What you have to do = Swap "Drop a point" for "Place a mark" in every one of the rows below, and write all the lines out again with nothing else changed.

>>>

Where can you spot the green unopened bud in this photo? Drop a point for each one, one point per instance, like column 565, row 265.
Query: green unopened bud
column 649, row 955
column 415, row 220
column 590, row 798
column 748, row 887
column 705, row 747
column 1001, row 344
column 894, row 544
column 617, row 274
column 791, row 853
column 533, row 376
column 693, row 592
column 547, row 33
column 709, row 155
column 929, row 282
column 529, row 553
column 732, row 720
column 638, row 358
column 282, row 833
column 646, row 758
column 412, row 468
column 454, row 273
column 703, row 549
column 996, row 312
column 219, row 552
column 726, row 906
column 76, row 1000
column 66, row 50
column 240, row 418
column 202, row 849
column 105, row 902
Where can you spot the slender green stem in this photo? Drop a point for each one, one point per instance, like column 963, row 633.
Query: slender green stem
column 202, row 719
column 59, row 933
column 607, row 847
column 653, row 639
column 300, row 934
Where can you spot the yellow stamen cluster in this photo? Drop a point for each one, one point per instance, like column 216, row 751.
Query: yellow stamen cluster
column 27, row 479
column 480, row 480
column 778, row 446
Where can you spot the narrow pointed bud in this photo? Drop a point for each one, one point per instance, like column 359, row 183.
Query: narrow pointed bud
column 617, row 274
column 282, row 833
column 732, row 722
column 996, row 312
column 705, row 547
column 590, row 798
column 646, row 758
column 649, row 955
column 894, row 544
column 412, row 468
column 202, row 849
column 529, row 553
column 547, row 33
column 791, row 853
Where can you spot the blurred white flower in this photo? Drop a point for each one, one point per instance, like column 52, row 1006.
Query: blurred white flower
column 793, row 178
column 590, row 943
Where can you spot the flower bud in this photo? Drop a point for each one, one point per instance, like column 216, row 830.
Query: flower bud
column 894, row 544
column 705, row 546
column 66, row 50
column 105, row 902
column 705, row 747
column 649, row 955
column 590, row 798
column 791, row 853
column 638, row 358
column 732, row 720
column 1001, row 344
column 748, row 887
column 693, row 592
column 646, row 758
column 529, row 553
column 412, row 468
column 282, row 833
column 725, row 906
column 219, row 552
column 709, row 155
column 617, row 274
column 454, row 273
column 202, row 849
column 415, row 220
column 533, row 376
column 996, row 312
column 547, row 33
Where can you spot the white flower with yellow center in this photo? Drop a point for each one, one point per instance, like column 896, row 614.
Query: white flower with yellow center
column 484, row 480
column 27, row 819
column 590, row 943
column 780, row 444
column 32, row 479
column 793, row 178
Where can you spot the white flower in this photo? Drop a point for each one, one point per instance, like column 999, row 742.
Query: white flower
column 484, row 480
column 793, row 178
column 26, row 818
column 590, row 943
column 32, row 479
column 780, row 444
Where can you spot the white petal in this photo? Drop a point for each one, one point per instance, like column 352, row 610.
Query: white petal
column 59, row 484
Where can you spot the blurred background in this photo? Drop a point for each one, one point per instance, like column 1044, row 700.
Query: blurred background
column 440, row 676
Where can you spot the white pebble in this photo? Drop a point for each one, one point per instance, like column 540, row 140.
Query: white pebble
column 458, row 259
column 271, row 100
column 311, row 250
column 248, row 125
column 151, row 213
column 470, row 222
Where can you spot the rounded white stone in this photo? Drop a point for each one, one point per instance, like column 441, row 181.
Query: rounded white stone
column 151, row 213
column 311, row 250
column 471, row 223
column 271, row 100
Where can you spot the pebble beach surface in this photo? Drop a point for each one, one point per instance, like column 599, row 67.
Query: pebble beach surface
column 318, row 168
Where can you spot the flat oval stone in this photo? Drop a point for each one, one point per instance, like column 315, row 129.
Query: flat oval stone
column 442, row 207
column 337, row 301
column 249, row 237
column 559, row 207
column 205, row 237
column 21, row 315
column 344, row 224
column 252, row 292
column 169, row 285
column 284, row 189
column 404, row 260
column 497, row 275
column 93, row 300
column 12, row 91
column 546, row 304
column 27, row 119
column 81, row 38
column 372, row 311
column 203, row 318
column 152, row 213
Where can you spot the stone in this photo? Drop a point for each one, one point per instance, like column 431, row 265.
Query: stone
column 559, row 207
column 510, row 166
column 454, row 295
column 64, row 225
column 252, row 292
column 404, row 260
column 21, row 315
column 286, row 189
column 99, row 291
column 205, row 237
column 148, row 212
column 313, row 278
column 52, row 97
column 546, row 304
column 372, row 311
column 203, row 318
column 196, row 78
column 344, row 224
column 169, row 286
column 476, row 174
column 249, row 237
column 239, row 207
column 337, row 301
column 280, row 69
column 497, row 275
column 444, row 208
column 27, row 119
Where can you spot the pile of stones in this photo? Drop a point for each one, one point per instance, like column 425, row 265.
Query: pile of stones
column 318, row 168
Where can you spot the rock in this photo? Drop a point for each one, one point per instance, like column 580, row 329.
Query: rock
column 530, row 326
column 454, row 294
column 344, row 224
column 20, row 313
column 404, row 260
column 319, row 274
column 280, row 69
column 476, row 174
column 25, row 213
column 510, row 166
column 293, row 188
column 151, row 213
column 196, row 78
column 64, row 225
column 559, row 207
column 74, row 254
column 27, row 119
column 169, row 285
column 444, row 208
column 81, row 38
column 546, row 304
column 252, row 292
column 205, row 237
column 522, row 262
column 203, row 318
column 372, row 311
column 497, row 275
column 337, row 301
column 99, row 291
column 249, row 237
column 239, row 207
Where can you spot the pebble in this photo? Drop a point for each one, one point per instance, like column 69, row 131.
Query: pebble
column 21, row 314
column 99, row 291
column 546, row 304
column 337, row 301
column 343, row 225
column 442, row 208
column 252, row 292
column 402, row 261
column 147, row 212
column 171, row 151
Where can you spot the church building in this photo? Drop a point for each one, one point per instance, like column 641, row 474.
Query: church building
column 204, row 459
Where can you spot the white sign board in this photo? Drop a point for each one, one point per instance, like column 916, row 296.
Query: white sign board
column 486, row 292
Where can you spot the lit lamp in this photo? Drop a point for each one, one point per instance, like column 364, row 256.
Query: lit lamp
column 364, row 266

<<<

Response for this exercise =
Where can you spot the green unopened bud in this photo? Place a mark for each one, one point per instance, like column 565, row 265.
Query: green unopened bud
column 649, row 955
column 415, row 220
column 590, row 798
column 748, row 887
column 705, row 747
column 1001, row 344
column 894, row 544
column 617, row 274
column 791, row 853
column 533, row 376
column 693, row 592
column 547, row 33
column 709, row 155
column 929, row 282
column 529, row 553
column 732, row 720
column 638, row 358
column 282, row 833
column 646, row 758
column 412, row 468
column 454, row 273
column 703, row 549
column 996, row 312
column 219, row 552
column 726, row 906
column 76, row 1000
column 66, row 50
column 240, row 418
column 202, row 849
column 105, row 902
Where can you spot the slender green stem in this photo? Place a mark for each one, one point per instance, like column 963, row 633.
Query: slender green stem
column 202, row 719
column 59, row 933
column 607, row 847
column 653, row 639
column 300, row 934
Where can you spot the yellow stamen cluster in this photo? Place a mark for each one, one point per instance, like column 216, row 751.
Query: yellow stamen cluster
column 27, row 479
column 480, row 480
column 778, row 446
Where can you spot the narrow pointed bud in this photo? Place a mark for each one, one point per instance, like column 359, row 183.
Query: narrow pointed bud
column 617, row 274
column 282, row 833
column 732, row 722
column 996, row 312
column 705, row 547
column 590, row 798
column 646, row 758
column 649, row 955
column 894, row 544
column 412, row 468
column 202, row 849
column 529, row 553
column 547, row 33
column 791, row 853
Where can you spot the blurred white flower in this photo? Place a mark for each one, one point per instance, like column 52, row 1006.
Query: blurred white flower
column 793, row 178
column 590, row 943
Where can you spot the flower bud in this photo? Place a mark for each one, one point per instance, like column 216, row 830.
Query: flower bud
column 894, row 544
column 705, row 546
column 66, row 50
column 105, row 902
column 705, row 747
column 649, row 955
column 590, row 798
column 791, row 853
column 638, row 358
column 732, row 720
column 1001, row 344
column 748, row 887
column 693, row 592
column 646, row 758
column 529, row 553
column 412, row 468
column 282, row 833
column 725, row 906
column 219, row 552
column 709, row 155
column 617, row 274
column 454, row 273
column 202, row 849
column 415, row 220
column 533, row 376
column 996, row 312
column 547, row 33
Where can you spot the white flower with yellow center in this photo? Place a mark for each one, one point per instance, like column 896, row 614.
Query: white flower with yellow center
column 484, row 480
column 27, row 819
column 590, row 943
column 780, row 444
column 32, row 479
column 793, row 178
Where can you spot the white flower in this photo? Place a mark for each one, one point per instance, like column 999, row 742.
Query: white flower
column 484, row 480
column 793, row 178
column 26, row 818
column 590, row 943
column 32, row 479
column 780, row 444
Where can you spot the white petal in this photo? Place a mark for each one, one point per instance, like column 352, row 610.
Query: white petal
column 59, row 484
Where can you spot the blurred background in this photo? Place a mark for each one, one point per instance, like column 1044, row 700.
Query: blurred background
column 440, row 676
Where can you spot the white pebble in this photo? Place a mark for each one, one point per instance, like column 540, row 140.
Query: white pebble
column 458, row 259
column 271, row 100
column 311, row 250
column 248, row 125
column 151, row 213
column 470, row 222
Where can you spot the rounded white stone in this photo? Place a mark for each one, one point per instance, like column 441, row 181.
Query: rounded white stone
column 151, row 213
column 311, row 250
column 471, row 223
column 271, row 100
Where can you spot the pebble beach surface in this photo? Place a mark for each one, one point per instance, like column 599, row 67.
Query: pebble beach surface
column 318, row 168
Where can you spot the flat oval stone in this photo? Place a mark for each one, one point per instance, like column 315, row 129.
Query: flat oval stone
column 442, row 207
column 337, row 301
column 249, row 237
column 559, row 207
column 205, row 237
column 21, row 315
column 344, row 224
column 252, row 292
column 169, row 285
column 284, row 189
column 404, row 260
column 497, row 275
column 93, row 300
column 12, row 91
column 546, row 304
column 27, row 119
column 81, row 38
column 372, row 311
column 203, row 318
column 152, row 213
Where can you spot the stone in this photo? Place a mark for each one, one point per instance, like column 431, row 265.
Query: stone
column 559, row 207
column 510, row 166
column 454, row 295
column 64, row 225
column 252, row 292
column 404, row 260
column 21, row 315
column 286, row 189
column 99, row 291
column 205, row 237
column 148, row 212
column 313, row 278
column 52, row 97
column 546, row 304
column 372, row 311
column 203, row 318
column 196, row 78
column 344, row 224
column 169, row 286
column 476, row 174
column 249, row 237
column 239, row 207
column 337, row 301
column 280, row 69
column 497, row 275
column 444, row 208
column 27, row 119
Where can you spot the pile of stones in this photo? Place a mark for each one, one point per instance, like column 425, row 265.
Query: pile of stones
column 318, row 168
Where can you spot the rock in this photo? Place a mark for each one, one point per instance, like column 580, row 329.
Query: rock
column 530, row 326
column 454, row 294
column 344, row 224
column 20, row 313
column 404, row 260
column 319, row 274
column 280, row 69
column 476, row 174
column 25, row 213
column 510, row 166
column 293, row 188
column 151, row 213
column 196, row 78
column 64, row 225
column 559, row 207
column 74, row 254
column 27, row 119
column 169, row 285
column 444, row 208
column 81, row 38
column 546, row 304
column 252, row 292
column 205, row 237
column 522, row 262
column 203, row 318
column 372, row 311
column 497, row 275
column 337, row 301
column 99, row 291
column 249, row 237
column 239, row 207
Where can you spot the pebble in this photo? Place a mark for each one, one point per instance, like column 69, row 131.
Query: pebble
column 21, row 314
column 99, row 291
column 546, row 304
column 337, row 301
column 343, row 225
column 442, row 208
column 252, row 292
column 402, row 261
column 147, row 212
column 171, row 151
Where can you spot the church building in this photo? Place a mark for each one, one point per instance, like column 641, row 474.
Query: church building
column 204, row 459
Where can you spot the white sign board in this photo? Place a mark for each one, one point per instance, like column 916, row 296.
Query: white sign board
column 486, row 292
Where can you spot the lit lamp in this photo? Place a mark for each one, one point per instance, like column 364, row 256.
Query: lit lamp
column 364, row 266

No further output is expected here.